▶ _Written request_
Scale the material between the line holding "Trace the outline of every instance of the reflective" and the line holding "[[[153,178],[155,1],[96,1],[94,183]]]", inclusive, and reproduce every line in that span, instructions included. Multiply each vertex coordinate in the answers by 0.6 and round to the nearest whole number, with halves rounding up, while leaving the instruction text and its format samples unchanged.

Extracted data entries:

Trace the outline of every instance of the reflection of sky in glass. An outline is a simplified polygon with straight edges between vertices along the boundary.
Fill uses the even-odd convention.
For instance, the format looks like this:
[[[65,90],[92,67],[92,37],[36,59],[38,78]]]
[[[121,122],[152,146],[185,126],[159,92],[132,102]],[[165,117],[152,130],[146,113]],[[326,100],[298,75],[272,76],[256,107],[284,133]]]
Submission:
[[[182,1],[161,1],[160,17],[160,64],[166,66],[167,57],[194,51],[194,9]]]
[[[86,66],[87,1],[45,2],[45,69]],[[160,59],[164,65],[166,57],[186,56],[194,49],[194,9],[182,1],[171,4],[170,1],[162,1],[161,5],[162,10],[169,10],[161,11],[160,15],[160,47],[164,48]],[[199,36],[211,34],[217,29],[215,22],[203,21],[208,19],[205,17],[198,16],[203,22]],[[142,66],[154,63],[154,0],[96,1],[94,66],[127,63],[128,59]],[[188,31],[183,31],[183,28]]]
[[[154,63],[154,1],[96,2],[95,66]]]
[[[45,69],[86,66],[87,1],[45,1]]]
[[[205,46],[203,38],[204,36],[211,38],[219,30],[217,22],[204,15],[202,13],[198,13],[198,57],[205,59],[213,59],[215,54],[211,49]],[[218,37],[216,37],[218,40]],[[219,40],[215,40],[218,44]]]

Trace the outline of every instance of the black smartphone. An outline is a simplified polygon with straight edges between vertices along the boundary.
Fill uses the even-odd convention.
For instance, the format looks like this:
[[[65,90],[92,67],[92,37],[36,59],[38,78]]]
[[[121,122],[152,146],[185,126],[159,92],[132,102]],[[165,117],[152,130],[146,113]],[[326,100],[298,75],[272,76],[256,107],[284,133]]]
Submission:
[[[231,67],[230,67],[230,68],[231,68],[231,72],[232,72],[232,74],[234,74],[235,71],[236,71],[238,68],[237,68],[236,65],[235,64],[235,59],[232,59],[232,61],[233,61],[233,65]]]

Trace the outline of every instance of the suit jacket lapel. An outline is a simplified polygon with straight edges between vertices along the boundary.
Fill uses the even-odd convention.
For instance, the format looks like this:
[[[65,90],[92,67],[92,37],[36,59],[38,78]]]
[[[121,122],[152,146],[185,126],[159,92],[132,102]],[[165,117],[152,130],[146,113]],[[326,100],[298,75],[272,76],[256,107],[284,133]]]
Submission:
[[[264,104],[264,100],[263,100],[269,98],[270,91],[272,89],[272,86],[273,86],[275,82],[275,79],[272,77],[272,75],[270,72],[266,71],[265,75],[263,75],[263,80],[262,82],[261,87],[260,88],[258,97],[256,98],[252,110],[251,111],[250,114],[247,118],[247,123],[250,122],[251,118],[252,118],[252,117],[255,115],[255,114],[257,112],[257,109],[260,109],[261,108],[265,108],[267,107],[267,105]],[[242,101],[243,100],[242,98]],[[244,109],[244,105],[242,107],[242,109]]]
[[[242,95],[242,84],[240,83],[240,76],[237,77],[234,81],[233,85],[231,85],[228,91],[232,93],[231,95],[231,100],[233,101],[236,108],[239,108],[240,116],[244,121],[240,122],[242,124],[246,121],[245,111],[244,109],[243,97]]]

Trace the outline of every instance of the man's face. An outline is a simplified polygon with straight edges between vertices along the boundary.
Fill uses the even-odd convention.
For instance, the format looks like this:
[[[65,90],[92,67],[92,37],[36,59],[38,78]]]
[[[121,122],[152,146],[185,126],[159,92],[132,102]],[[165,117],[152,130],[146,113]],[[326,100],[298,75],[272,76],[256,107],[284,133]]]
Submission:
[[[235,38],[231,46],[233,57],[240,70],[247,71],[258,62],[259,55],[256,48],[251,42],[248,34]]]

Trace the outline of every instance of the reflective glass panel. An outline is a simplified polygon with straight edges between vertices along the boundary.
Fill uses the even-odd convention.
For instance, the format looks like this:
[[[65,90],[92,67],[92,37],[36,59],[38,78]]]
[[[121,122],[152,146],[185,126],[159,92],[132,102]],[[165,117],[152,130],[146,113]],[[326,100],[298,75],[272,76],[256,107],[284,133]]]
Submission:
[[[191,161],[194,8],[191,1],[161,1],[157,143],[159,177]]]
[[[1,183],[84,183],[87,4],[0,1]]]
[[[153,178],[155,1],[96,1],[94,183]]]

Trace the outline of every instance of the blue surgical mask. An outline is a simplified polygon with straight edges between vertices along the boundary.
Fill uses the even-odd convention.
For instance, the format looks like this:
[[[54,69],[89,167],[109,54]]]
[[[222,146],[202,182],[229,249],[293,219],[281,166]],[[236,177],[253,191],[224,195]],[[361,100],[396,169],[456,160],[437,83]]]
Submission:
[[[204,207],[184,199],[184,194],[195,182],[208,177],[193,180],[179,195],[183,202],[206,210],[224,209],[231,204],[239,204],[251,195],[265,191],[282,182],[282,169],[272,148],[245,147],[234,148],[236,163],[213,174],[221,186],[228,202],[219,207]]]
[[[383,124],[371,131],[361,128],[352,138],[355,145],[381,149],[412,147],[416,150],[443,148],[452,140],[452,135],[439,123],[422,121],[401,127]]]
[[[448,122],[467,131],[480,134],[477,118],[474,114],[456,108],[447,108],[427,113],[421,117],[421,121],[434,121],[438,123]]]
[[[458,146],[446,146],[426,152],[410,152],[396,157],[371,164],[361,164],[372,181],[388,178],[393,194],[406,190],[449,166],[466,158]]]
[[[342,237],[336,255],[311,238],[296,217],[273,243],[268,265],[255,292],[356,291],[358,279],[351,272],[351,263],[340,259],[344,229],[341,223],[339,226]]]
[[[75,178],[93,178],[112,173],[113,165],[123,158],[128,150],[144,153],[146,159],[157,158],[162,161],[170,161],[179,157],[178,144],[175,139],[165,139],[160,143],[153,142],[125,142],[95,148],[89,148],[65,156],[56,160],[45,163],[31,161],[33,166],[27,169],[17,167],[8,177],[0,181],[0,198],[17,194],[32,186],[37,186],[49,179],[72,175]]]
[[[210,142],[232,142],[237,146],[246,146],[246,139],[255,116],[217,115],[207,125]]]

▶ _Final answer_
Trace the outline of every instance of the reflective glass panel. An outline is a simplified polygon with straight edges between vertices along the boundary.
Fill uses the even-odd convention.
For instance, the format looks like this:
[[[65,90],[92,67],[92,37],[36,59],[38,78]]]
[[[121,122],[152,146],[185,126],[159,92],[132,102]],[[165,117],[152,130],[146,113]],[[326,100],[298,75],[272,76],[256,107],[284,133]]]
Submission:
[[[115,97],[116,5],[115,1],[97,1],[94,86],[95,106]]]
[[[1,110],[50,110],[52,2],[0,1]]]
[[[92,107],[93,1],[58,1],[56,110]]]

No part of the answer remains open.